*Source data*:
[Start of Attachment]

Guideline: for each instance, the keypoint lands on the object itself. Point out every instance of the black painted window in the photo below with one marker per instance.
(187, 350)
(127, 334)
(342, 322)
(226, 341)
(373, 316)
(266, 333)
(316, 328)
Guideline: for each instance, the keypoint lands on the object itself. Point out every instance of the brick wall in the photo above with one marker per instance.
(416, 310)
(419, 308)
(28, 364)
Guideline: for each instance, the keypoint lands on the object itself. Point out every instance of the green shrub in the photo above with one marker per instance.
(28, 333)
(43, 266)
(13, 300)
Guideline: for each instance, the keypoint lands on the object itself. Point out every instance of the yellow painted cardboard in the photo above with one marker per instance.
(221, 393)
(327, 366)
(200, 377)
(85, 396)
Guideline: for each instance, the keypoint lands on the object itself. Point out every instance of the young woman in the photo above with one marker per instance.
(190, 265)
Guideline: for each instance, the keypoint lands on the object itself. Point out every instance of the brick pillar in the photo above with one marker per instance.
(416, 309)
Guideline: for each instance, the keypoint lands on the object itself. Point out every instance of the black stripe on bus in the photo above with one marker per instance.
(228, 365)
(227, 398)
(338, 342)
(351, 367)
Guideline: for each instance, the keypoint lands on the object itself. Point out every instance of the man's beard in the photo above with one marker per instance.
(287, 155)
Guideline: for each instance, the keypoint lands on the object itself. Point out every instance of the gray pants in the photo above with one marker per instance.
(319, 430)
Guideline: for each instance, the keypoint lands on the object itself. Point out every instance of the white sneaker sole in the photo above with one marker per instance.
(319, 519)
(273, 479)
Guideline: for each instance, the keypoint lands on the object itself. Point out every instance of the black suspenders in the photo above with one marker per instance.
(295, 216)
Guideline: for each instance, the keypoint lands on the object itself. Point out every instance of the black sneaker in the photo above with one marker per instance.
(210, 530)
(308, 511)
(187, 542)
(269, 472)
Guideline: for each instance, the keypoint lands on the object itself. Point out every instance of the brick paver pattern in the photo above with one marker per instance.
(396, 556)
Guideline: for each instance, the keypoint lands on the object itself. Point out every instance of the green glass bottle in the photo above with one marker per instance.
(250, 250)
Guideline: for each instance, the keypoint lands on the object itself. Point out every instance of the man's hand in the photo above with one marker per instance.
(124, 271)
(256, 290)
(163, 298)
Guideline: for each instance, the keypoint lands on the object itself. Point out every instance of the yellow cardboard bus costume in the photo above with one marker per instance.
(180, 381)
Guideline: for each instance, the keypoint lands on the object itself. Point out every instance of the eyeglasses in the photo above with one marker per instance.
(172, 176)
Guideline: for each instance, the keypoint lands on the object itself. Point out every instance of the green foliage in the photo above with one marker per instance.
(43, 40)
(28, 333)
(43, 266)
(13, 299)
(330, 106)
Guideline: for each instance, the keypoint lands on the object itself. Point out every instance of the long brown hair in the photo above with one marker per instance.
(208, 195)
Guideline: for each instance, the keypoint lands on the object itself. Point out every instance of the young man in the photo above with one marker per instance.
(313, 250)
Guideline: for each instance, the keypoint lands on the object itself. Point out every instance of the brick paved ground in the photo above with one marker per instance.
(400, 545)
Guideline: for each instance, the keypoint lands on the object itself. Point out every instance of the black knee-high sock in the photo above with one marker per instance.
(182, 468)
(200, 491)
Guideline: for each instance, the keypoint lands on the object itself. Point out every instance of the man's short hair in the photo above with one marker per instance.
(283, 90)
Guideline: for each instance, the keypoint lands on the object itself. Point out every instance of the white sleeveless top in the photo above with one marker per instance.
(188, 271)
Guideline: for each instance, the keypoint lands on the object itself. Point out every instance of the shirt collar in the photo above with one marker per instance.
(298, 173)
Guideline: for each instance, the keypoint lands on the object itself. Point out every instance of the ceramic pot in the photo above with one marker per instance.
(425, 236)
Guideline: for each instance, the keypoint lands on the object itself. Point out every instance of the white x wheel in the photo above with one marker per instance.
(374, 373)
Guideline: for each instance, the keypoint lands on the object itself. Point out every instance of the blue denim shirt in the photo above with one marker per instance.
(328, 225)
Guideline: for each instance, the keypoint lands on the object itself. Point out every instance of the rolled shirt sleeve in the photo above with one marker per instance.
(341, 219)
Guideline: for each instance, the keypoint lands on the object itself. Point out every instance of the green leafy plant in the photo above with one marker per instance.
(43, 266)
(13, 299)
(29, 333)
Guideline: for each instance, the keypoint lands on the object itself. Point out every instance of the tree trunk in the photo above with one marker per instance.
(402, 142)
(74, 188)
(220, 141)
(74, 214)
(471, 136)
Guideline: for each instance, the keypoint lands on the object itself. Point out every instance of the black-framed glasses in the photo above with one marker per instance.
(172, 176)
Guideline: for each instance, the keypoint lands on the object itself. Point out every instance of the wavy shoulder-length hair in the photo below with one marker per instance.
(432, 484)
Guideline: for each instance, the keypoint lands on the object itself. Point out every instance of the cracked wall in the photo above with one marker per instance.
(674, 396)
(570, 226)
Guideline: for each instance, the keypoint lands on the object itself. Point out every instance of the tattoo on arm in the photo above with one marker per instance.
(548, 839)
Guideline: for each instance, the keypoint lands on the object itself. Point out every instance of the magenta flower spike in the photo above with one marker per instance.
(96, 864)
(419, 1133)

[End of Attachment]

*Task description*: The answer must consist of every entry, set down exactly as given.

*Exercise result*:
Guideline: for each instance, the keypoint lands on the object itself. Point out every instance of the black painted window in the photo below with one marker per instance.
(187, 350)
(127, 334)
(342, 322)
(226, 341)
(373, 316)
(266, 333)
(316, 328)
Guideline: for each instance, the keypoint lands on the object itself. Point out every instance of the brick wall in the photo above with one marker per instance.
(416, 310)
(419, 308)
(28, 364)
Guideline: for each instance, the keypoint lands on the object itself. Point out every instance of the green shrub in the photo above with one marker per instance.
(28, 333)
(43, 266)
(13, 300)
Guideline: for each instance, the keypoint lands on the object itself. Point out every instance of the yellow painted cardboard in the photo above with one marker per instance.
(221, 393)
(327, 366)
(200, 377)
(85, 396)
Guideline: for each instance, the keypoint lands on the object itself. Point out every instance of the young woman in the photo above with one marker per instance.
(190, 265)
Guideline: for each instance, the keypoint lands on the object itself. Point out every instance of the brick pillar in the photo above with one marker per instance.
(416, 309)
Guideline: for each instance, the keypoint lands on the object itself. Point out every instance of the black stripe on bus in the photo above with one marker per instance.
(228, 365)
(227, 398)
(338, 342)
(351, 367)
Guideline: for each instance, the keypoint lands on the object itself. Point out every instance of the man's beard in the photo above with one marker per instance.
(287, 155)
Guideline: for each instance, the keypoint lands on the object itself. Point out every instance of the gray pants in the photo above with one marker per instance.
(319, 430)
Guideline: for each instance, the keypoint lands on the object itself. Point out every instance of the white sneaker sole in the photo above with one marker per instance.
(319, 519)
(273, 479)
Guideline: for each instance, the keypoint lands on the object itself. Point out every instance of the black suspenders in the photo above with one marker per instance.
(295, 216)
Guideline: for each instance, the keypoint lands on the object itself. Point out every instance of the black sneaker in the photo above with one marker per instance.
(210, 530)
(308, 511)
(187, 542)
(269, 472)
Guideline: for each instance, the keypoint lands on the object itself. Point out every instance of the brick paver pattern in the photo above with one marker per instance.
(396, 556)
Guideline: for each instance, the keypoint lands on the object itself. Point out every instance of the green glass bottle in the photo above with one marker per instance.
(250, 250)
Guideline: for each instance, the keypoint lands on the object itself. Point out every instance of the man's hand in the photo above with one marker per instance.
(124, 271)
(256, 290)
(163, 298)
Guideline: for each instance, the keypoint lands on the object itself. Point out every instance of the yellow cardboard bus costume in the photo above with one marker per instance.
(180, 381)
Guideline: for each instance, the keypoint lands on the object itself. Point out every instance of the eyeglasses in the photo above with one marker per instance.
(172, 176)
Guideline: for each instance, the keypoint lands on the object itself. Point out every instance of the green foliage in the photo above with one marker per instance.
(43, 40)
(28, 333)
(43, 266)
(13, 299)
(330, 106)
Guideline: for each instance, the keypoint lands on the object itself. Point out every instance of the long brown hair in the photo above with one marker per instance.
(208, 195)
Guideline: for each instance, the keypoint lands on the object itself. Point out every instance of the young man in the photo above with one marker per instance.
(313, 250)
Guideline: for each instance, the keypoint lands on the object itself. Point out every instance of the brick paved ground in the photo above with one marker per instance.
(400, 545)
Guideline: for each instance, the keypoint lands on the object itself. Point out every instance of the black knee-high sock in the photo above with one marker per instance.
(182, 468)
(200, 491)
Guideline: for each instance, the keypoint lands on the object itself. Point out every instance of the man's short hair in the photo above with one marker per instance.
(283, 90)
Guideline: for each instance, the keypoint lands on the object itself. Point out every instance of the white sleeveless top in the photo above with one marker per instance.
(188, 271)
Guideline: for each instance, the keypoint lands on the object itself. Point out every instance of the shirt collar in the photo above with one marker per instance.
(298, 173)
Guideline: for each instance, the keypoint lands on the object itself. Point out every instance of the ceramic pot in the photo above with one marker per instance.
(425, 236)
Guideline: for each instance, the keypoint lands on the object itself. Point out every instance of the white x wheel in the photo above with one marker per instance.
(374, 373)
Guideline: for each instance, the keypoint lands on the object itself. Point out every instance of the blue denim shirt in the photo above with one marker per instance.
(328, 225)
Guideline: for each instance, the keypoint lands on the object itself. Point out every instance of the rolled shirt sleeve in the photo above with one marker per instance.
(341, 219)
Guideline: for each instance, the keypoint lands on the object itself. Point out every instance of the green leafy plant in the photo above with one marker per instance.
(43, 266)
(13, 299)
(29, 333)
Guideline: for each instance, the keypoint lands on the object itself. Point out every instance of the tree trunk in the photo above with one marker per instance.
(402, 142)
(74, 188)
(220, 141)
(74, 214)
(471, 136)
Guideline: for each instance, the keypoint lands on the object itself. Point out every instance of the black-framed glasses in the photo above with one marker per instance.
(172, 176)
Guideline: for each instance, the keypoint lands on the object itself. Point out every instance of the wavy shoulder-length hair in the photo below with one marker per instance.
(432, 484)
Guideline: for each instance, the keypoint lands on the object itself. Point out every instance of the cracked wall in the photo above with one marker per instance.
(674, 396)
(570, 226)
Guideline: for each instance, the keypoint lands on the object itself. Point out every instance of the tattoo on arm in the photo above with one marker per instance.
(548, 839)
Guideline: for each instance, the keypoint lands on the object itself. Point out every instance of the magenta flower spike in the photo above with one marker per instance.
(96, 864)
(419, 1133)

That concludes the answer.